▶ [TESTO DEL DOCUMENTO]:
============================================================

Il vero costo del denaro non è quello che paghiamo quando ci indebitiamo con gli istituti di credito, ma quello che paghiamo in tasse per affrancare fiscalmente i nostri guadagni e trasformarli in liquidità spendibile. Se i dentisti sapessero realmente quanto costa loro il denaro che spendono per sostenere lo Studio forse capirebbero perchè le loro casse sono sempre vuote nonostante i bilanci virtuosi. Se sapessero quanto risparmierebbero optando per una srl odontoiatrica, probabilmente il mercato cambierebbe moltissimo in pochissimi anni. O forse è proprio quello che sta accadendo?
Il costo del denaro segna la differenza fondamentale tra un dentista tradizionale ed uno organizzato in forma di impresa vera e propria.
Non mi riferisco al denaro acquistato dalle banche tramite finanziamenti, leasing o mutui, ma a quello che ciascuno di noi si procura quotidianamente generando utili con le prestazioni che esegue.

============================================================

▶ [MATERIALE DI LAVORO]:
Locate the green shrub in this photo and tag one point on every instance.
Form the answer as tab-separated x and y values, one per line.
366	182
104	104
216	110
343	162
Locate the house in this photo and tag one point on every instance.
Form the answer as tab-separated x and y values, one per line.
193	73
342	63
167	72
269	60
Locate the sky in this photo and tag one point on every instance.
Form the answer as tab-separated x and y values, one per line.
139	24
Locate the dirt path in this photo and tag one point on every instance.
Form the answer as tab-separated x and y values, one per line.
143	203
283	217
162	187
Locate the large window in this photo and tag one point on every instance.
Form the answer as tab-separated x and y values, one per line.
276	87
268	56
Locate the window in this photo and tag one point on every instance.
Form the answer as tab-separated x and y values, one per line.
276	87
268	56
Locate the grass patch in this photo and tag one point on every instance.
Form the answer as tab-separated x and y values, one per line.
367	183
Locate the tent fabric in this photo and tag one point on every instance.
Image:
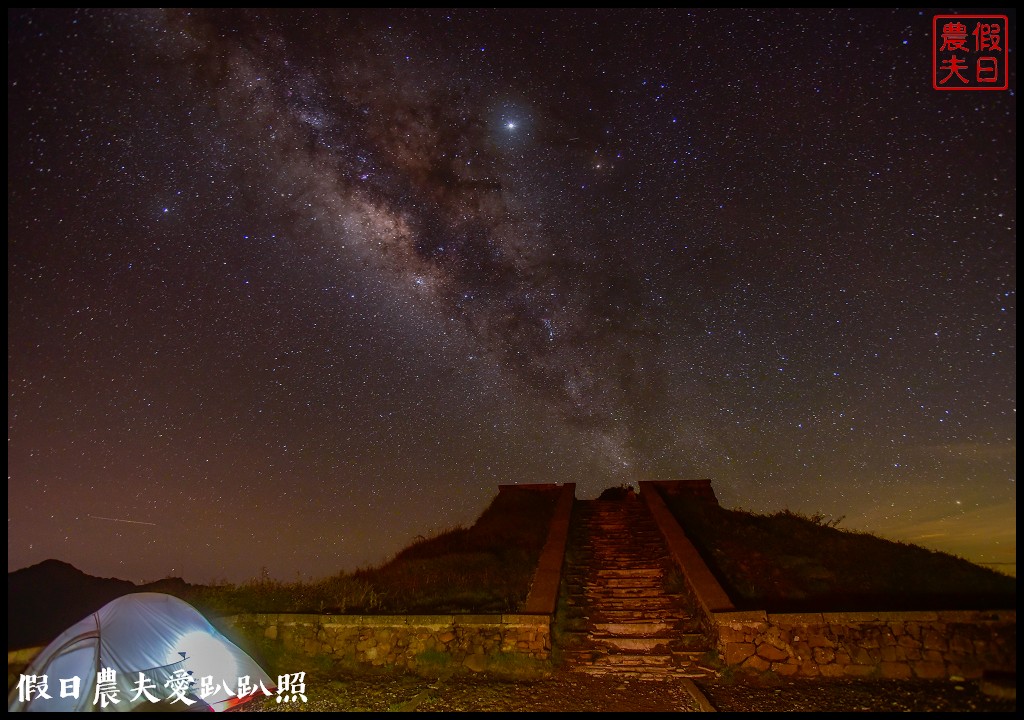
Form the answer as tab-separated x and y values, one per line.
150	633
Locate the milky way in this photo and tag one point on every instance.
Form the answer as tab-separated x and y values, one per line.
290	288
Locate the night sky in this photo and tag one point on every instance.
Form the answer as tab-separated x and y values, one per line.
287	289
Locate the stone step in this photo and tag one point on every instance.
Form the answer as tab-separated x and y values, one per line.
639	628
644	644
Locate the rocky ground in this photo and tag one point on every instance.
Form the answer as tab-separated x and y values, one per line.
580	692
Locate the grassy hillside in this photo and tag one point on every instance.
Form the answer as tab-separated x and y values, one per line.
486	567
788	562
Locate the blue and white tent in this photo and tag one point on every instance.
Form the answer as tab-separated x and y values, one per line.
147	639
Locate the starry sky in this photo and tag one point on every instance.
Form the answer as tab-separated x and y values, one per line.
290	288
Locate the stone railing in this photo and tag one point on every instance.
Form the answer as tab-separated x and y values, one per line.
919	644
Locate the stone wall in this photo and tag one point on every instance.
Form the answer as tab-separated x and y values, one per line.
505	644
891	645
897	645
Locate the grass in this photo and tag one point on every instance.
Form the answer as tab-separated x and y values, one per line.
791	562
486	567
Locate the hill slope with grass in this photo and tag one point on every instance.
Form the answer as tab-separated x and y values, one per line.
790	562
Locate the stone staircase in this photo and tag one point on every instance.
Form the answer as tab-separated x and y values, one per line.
619	616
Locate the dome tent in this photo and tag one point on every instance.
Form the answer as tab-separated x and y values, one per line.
154	634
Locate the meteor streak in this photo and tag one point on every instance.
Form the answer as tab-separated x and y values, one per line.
118	519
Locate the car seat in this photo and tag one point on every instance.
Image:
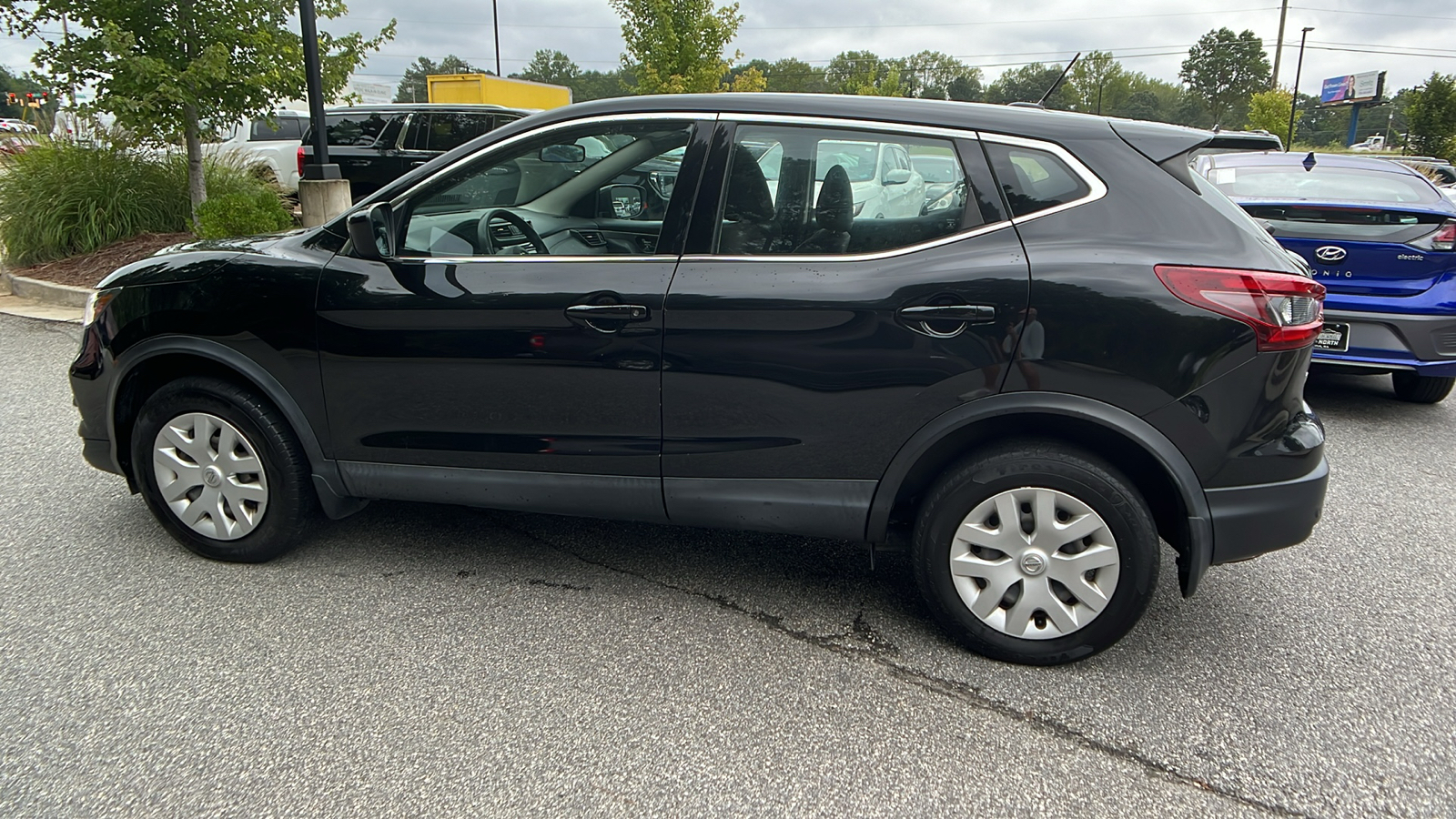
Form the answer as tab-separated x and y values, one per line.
747	208
834	215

============================================================

▶ [COSA FARE]:
(a) Riassumi in due frasi il testo sul costo del denaro.
(b) Per favore, riporta come elenco numerato le righe dei record che vanno da quella contenente "Locate the grass in" fino alla fine dei record, entrambi gli estremi inclusi. Tralascia le righe vuote e lascia fuori dalla risposta le immagini.

▶ [LE SOLUZIONI]:
(a) Il vero costo del denaro non è quello che si paga indebitandosi con le banche, ma quello pagato in tasse per trasformare i guadagni in liquidità spendibile, e questo costo segna la differenza fondamentale tra un dentista tradizionale e uno organizzato come impresa. Se i dentisti lo conoscessero davvero, capirebbero perché le loro casse restano vuote nonostante i bilanci virtuosi, e saprebbero quanto risparmierebbero con una srl odontoiatrica.

(b)
1. Locate the grass in this photo and tag one point on every instance.
2. Form the answer as tab-separated x and y values, one per line.
3. 791	562
4. 486	567
5. Locate the hill slope with grass in this photo and tag one point on every instance.
6. Form the answer as tab-separated x and y values, one per line.
7. 790	562
8. Locate the stone staircase in this photo and tag one point on every instance.
9. Form the answer as tab-separated x and y values, one per line.
10. 619	616
11. Locate the dome tent in this photo and tag one point on every instance.
12. Form the answer as tab-separated x and y values, one per line.
13. 154	634
14. Locate the meteor streak in this photo and tag one point on every instance.
15. Form the answer as tab-separated x and y values, one per line.
16. 118	519
17. Locate the car seat in this photo and tag one point on every instance.
18. Image:
19. Form the answer as tab-separated x and y values, one per line.
20. 747	208
21. 834	215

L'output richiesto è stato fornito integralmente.